## Set problem:
Copy out each line of the records below that contains the string "picket". The match is case-sensitive.

## Data:

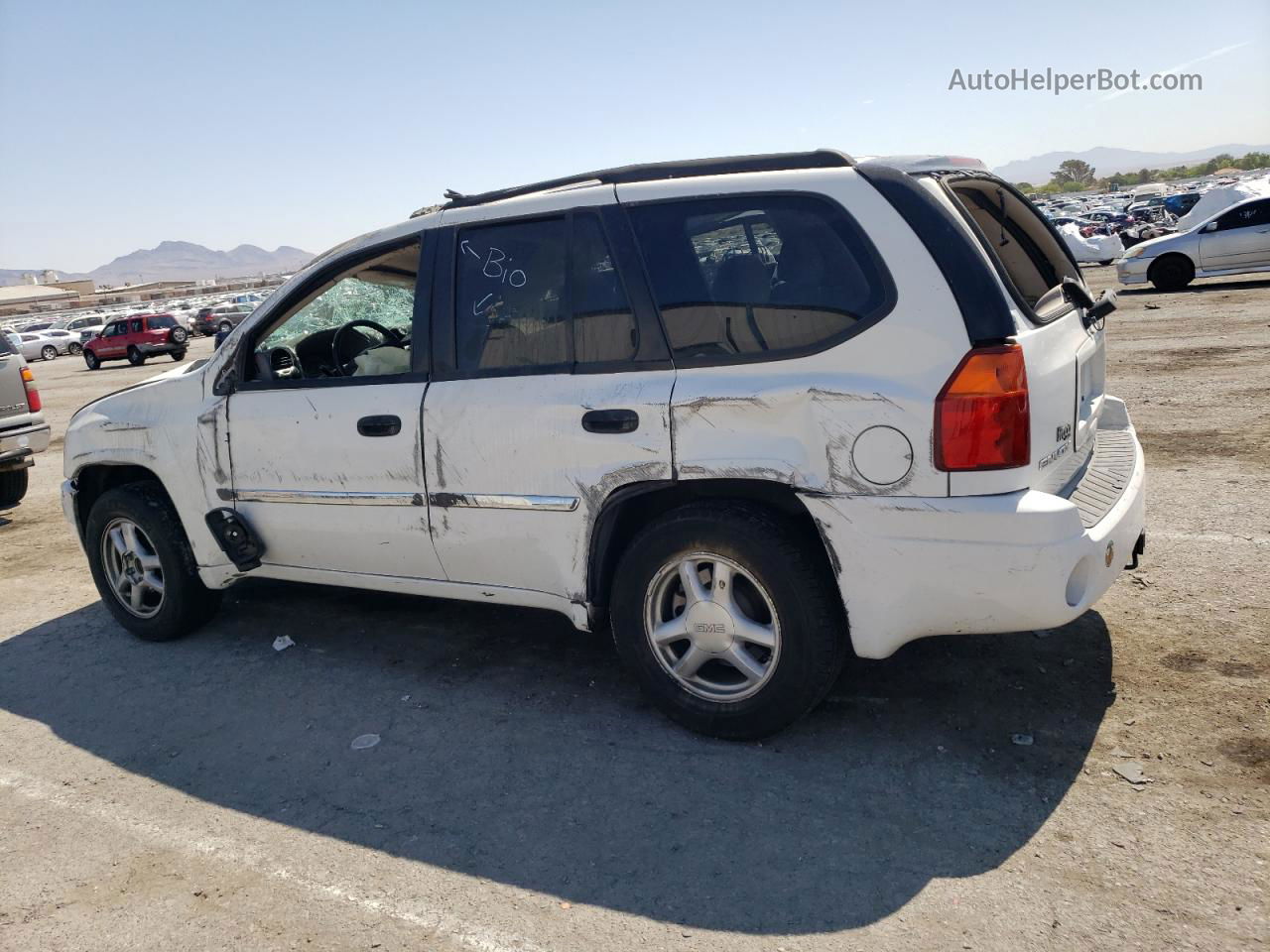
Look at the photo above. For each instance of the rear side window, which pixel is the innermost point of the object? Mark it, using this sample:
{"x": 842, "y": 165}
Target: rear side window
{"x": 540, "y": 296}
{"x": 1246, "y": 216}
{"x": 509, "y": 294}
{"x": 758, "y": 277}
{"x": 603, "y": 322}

* * *

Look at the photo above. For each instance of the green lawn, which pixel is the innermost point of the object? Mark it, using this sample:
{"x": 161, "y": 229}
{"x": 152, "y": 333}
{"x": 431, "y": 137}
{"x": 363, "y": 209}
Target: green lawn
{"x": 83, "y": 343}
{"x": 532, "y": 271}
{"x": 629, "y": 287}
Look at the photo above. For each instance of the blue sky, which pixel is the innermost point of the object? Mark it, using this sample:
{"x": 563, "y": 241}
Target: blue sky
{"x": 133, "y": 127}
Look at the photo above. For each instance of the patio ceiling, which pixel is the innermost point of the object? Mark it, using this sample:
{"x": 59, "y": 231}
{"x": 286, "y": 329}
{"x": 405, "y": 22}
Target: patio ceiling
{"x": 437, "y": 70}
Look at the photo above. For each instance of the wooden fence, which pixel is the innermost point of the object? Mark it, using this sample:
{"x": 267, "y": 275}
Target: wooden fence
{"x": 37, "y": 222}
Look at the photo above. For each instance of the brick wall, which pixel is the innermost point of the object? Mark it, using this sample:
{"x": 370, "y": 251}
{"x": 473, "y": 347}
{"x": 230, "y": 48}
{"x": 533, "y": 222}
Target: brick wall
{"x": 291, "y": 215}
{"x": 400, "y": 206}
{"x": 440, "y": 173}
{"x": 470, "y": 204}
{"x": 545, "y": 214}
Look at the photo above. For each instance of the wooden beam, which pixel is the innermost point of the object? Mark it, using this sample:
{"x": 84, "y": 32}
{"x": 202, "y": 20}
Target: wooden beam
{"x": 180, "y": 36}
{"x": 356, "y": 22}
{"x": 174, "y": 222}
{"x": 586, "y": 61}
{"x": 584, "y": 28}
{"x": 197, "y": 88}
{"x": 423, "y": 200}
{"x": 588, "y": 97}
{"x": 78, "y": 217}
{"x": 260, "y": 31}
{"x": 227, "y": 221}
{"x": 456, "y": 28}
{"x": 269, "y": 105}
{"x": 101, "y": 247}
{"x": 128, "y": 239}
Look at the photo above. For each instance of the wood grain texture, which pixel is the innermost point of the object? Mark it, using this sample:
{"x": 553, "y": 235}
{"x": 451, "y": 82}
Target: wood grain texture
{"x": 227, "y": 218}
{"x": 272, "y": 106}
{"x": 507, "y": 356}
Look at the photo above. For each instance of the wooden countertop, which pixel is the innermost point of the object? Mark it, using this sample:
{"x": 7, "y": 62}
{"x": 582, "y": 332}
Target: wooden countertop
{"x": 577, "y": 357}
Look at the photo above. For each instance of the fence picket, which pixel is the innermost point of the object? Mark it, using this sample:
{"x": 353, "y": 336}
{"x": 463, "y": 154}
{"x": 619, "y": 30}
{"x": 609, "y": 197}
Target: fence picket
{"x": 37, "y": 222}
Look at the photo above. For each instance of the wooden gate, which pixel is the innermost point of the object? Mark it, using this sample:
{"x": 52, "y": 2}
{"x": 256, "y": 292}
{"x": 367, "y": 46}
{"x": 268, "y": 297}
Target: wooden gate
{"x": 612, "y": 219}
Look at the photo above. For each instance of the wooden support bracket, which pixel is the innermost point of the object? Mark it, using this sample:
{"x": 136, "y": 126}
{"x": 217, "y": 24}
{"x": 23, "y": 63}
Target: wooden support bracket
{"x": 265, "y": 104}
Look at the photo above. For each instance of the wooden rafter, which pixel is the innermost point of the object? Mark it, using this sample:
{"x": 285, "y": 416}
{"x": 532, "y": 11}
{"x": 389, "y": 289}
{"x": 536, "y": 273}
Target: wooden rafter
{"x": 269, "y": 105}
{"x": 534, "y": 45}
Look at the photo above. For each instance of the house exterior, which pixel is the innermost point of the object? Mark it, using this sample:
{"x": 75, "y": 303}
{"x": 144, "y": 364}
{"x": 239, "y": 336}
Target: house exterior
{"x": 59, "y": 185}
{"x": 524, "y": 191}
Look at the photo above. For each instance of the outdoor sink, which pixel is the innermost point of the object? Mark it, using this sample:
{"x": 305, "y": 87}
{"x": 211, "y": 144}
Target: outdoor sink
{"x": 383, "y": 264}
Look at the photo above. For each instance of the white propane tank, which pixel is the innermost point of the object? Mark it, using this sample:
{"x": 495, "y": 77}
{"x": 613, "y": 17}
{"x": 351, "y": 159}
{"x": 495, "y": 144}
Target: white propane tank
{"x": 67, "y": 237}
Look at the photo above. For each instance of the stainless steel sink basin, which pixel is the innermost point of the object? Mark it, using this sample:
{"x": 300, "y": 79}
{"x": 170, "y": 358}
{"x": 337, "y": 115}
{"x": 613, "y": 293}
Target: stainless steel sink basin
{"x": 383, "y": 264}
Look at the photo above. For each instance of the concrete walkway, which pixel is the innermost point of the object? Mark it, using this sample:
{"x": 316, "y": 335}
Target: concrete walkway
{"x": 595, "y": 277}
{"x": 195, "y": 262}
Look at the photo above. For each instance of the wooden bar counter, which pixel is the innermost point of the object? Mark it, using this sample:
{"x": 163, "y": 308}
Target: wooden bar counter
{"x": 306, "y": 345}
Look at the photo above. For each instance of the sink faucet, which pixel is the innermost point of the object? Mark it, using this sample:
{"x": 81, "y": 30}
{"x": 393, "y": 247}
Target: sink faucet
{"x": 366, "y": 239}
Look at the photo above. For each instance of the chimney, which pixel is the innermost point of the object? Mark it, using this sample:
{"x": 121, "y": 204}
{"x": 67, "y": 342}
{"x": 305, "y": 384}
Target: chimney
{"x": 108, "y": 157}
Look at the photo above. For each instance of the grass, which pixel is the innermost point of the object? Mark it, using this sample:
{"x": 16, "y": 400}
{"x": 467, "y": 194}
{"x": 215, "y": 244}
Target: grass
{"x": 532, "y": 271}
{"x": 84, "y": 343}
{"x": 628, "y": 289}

## Final answer:
Look at the photo above. For each instance of the fence picket, which pixel is the innermost point of the object? Mark it, using this sample:
Target: fence picket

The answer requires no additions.